> [What you will do]:
From the records below, extract all the text exactly and leave the images behind.

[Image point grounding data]
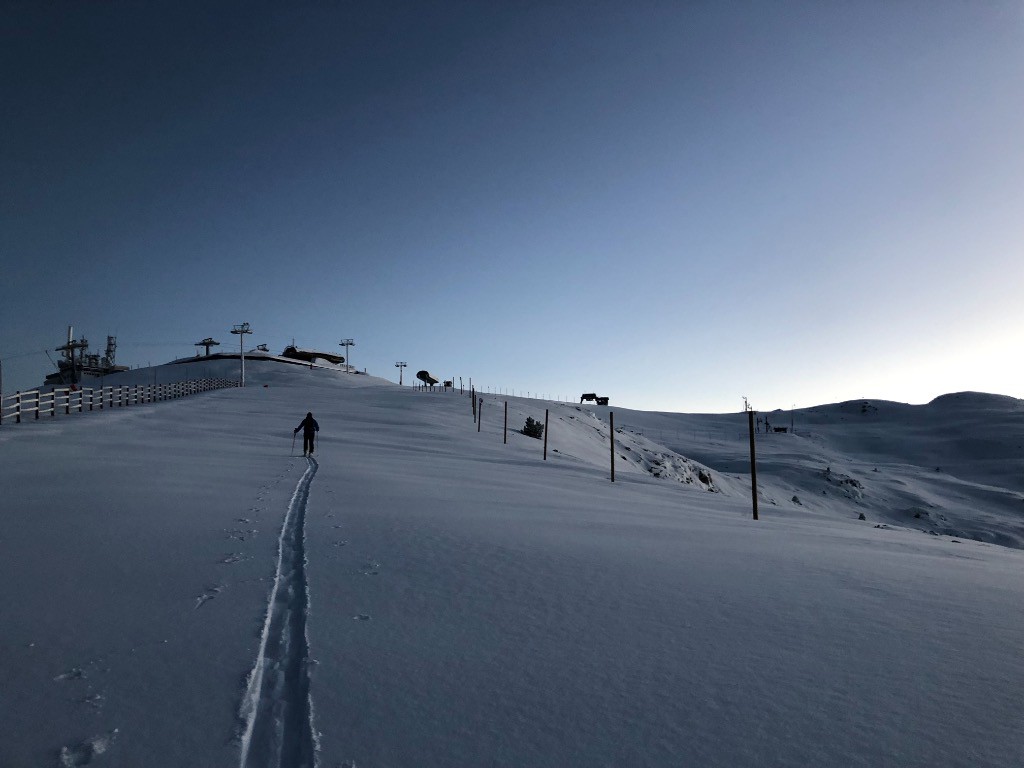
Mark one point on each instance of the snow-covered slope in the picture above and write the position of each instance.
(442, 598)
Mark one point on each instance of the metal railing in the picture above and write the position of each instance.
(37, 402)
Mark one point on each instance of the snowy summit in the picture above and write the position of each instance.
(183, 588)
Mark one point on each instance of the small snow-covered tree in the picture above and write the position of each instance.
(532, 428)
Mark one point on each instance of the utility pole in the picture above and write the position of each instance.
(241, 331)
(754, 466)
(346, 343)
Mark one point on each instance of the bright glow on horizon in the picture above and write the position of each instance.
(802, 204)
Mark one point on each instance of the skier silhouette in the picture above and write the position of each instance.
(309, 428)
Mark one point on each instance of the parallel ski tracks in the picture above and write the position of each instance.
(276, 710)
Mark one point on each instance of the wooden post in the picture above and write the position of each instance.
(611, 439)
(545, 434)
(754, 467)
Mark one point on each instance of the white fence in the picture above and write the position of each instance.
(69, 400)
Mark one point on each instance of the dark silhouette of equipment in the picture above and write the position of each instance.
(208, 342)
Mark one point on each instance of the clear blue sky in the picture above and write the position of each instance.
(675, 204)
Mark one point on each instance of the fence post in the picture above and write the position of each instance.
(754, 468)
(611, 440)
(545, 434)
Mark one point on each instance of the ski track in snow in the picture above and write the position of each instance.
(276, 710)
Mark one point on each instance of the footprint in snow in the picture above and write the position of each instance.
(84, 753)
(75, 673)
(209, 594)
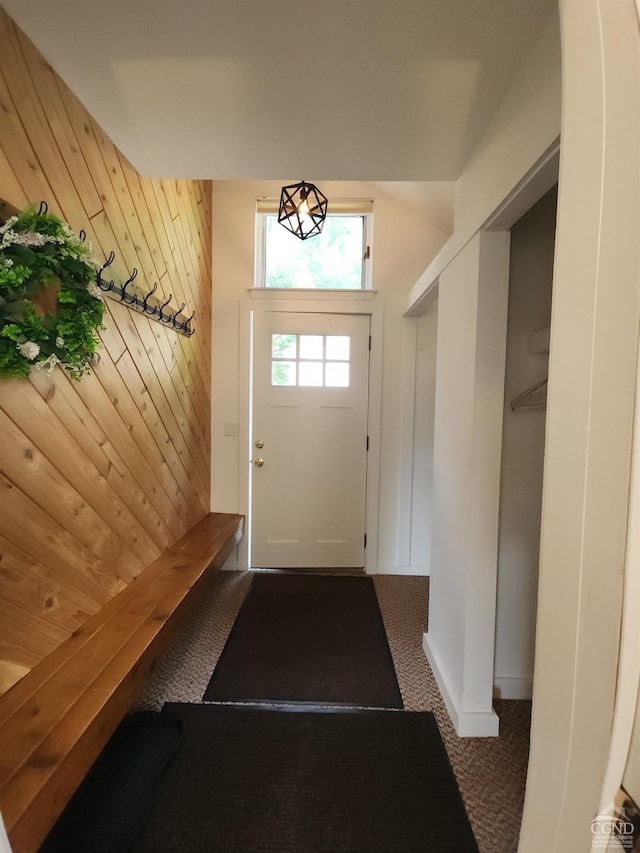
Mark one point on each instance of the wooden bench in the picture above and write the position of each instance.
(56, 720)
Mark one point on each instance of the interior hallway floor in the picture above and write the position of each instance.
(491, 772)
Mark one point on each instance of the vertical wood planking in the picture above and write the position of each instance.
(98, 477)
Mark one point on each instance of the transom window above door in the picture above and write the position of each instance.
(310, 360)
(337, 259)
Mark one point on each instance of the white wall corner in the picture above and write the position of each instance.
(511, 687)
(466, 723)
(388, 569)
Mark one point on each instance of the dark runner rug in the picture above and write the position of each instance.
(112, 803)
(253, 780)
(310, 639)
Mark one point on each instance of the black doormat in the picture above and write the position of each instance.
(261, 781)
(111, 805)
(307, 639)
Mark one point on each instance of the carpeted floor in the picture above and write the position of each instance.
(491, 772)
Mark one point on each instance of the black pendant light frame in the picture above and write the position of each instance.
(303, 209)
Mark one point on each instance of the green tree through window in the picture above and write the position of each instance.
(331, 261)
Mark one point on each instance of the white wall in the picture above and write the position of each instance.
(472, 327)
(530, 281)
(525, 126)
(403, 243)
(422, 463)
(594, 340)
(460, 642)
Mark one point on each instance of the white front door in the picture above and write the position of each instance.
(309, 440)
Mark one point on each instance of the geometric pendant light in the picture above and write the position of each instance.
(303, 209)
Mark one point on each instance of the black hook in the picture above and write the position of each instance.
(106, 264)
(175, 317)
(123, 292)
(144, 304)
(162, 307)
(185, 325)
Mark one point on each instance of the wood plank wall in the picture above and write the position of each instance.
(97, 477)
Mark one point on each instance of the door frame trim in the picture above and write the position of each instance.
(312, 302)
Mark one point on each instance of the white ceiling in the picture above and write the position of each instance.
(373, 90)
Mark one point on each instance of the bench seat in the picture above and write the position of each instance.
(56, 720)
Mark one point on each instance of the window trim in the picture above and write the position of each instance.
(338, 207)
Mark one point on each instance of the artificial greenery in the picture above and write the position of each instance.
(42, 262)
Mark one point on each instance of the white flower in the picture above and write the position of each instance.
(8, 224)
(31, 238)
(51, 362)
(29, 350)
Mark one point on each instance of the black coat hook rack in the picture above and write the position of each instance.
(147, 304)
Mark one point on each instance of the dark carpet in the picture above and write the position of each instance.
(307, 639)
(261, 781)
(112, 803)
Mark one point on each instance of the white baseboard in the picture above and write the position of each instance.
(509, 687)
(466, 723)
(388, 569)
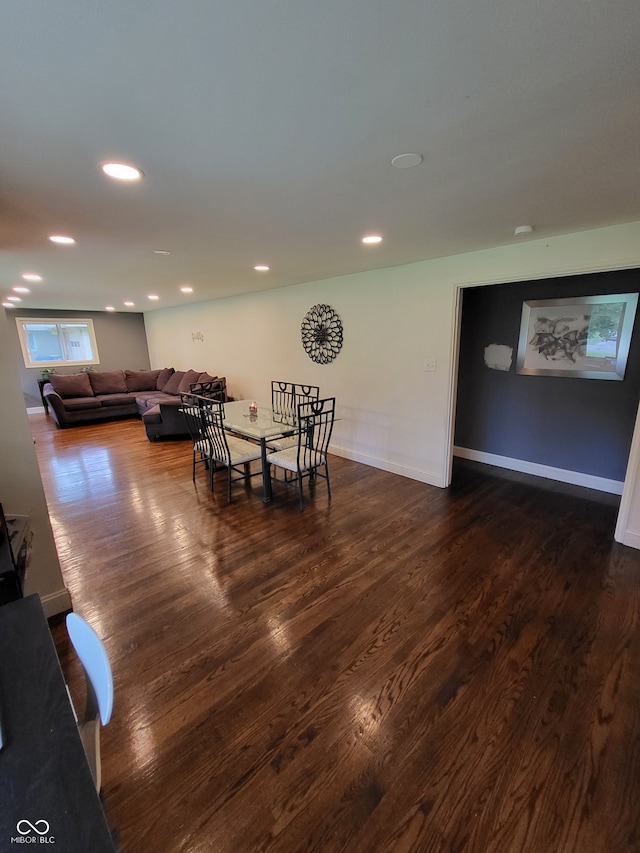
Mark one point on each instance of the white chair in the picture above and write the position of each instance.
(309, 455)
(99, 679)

> [Answer space]:
Mark one point on each instance of the snow-covered slope in the picture above and write the position of each instance.
(442, 598)
Mark one point on each instance of the metal railing in the picture above and write the position of each instance.
(37, 402)
Mark one point on each instance of the snowy summit in the picture above and write the position of each instance.
(183, 588)
Mark one point on each instance of the small snow-covered tree in the picture above and write the position of each instance.
(532, 428)
Mark one point on each instance of the utility pole in the picture above and write the position of each instance.
(241, 331)
(754, 466)
(346, 343)
Mark one point on each instance of the bright glow on horizon in the picture above and write the position of each instance.
(802, 204)
Mark one point on each instance of the skier silhouette in the picture above and write the position of each instance.
(309, 428)
Mark one point on each instance of the parallel ski tracks in the picture above and write the position of each instance.
(276, 710)
Mark one point on each instance of the wooden post in the picture above and write the position of each instance.
(611, 439)
(545, 434)
(754, 467)
Mark one point on each instance of the white fence in the picture above and write the position of each instance.
(69, 400)
Mark one point on each instance of the dark silhouette of equipment in the picture above and write the position of each instance.
(208, 342)
Mark one point on each instance of the clear blue sky in the picture above and write the position of each instance.
(675, 204)
Mark one point on each instance of the fence post in the picture above and write the position of each instance.
(754, 468)
(611, 440)
(545, 434)
Mark one point on each instance of the ski track in snow in the picture above and write the position of each instance.
(276, 710)
Mark one point on each instance of the footprint in snow in the picture above and write the position of each instance.
(84, 753)
(75, 673)
(209, 594)
Mark one point on each instance of the wooden bench in the picture above and write the position of each instance.
(56, 720)
Mark one point on each instance of the interior hallway floor in the picture above and write the position of each instance.
(491, 772)
Mark one point on each instance of the vertical wood planking in the picture above and write the position of each instance.
(98, 477)
Mark one point on each instance of the transom window above door in the picture above and write the position of each instance.
(310, 360)
(337, 259)
Mark one point on each instance of the white wall corner in the picture above and write the position of each instance.
(511, 687)
(466, 723)
(388, 569)
Mark one point on each instance of the dark runner rug in the picture above and write the position of each instance.
(112, 803)
(253, 780)
(310, 639)
Mark one point on each instance of the black doormat in the picture above and write the position of each instance.
(261, 781)
(111, 805)
(307, 639)
Mark one point on each instance of the carpeted floor in the picture above and write the position of each instance.
(491, 772)
Mark one point on each instance of the black pendant light frame in the picture above and write the position of each instance.
(303, 209)
Mark one point on each instance of the green tree through window in the picture above and write the position of each instance.
(331, 261)
Mark one point on each instance of the white wall in the picture above and write the position of each instance.
(472, 327)
(530, 281)
(525, 126)
(403, 243)
(422, 463)
(594, 340)
(460, 642)
Mark one point on each instance of the white front door in the picture above and write the position of each instance.
(309, 440)
Mark one point on each instance of the geometric pendant light in the picture above and write the position of each instance.
(303, 209)
Mark one point on each instance of the black hook in the picture above and write the position of each instance.
(106, 264)
(175, 317)
(123, 292)
(144, 304)
(162, 307)
(185, 325)
Mark one point on each instance of the wood plank wall in the picture above and write the position of each instance.
(97, 477)
Mark one point on each instance of the door frame trim in the picture above and write the position of each instance.
(312, 302)
Mark one point on each instance of the white ceiling in the picture above and write the position of each instance.
(373, 90)
Mark one point on each instance of the bench seat in the picture above and write the position of each instance.
(56, 720)
Mark one point on each instance of the window trim in the picture above and write the position of each instance.
(338, 207)
Mark one point on each instance of the artificial greenery in the picture above and write the position of each instance.
(42, 262)
Mark one point on each instance of the white flower in the picture above and write the position of each instance.
(8, 224)
(31, 238)
(51, 362)
(29, 350)
Mark one point on each instance of the black coat hook rack in the picture above and write the position of each instance.
(147, 304)
Mark one point on each instance of the dark carpet in the picture above and write the position of each instance.
(307, 639)
(261, 781)
(112, 803)
Mark one point on each instance of the white baseboard in the picture above and write the position of each instance.
(509, 687)
(466, 723)
(388, 569)
Mark one point on each instance of the white chair in the picture above and write the position of each instance.
(309, 455)
(99, 679)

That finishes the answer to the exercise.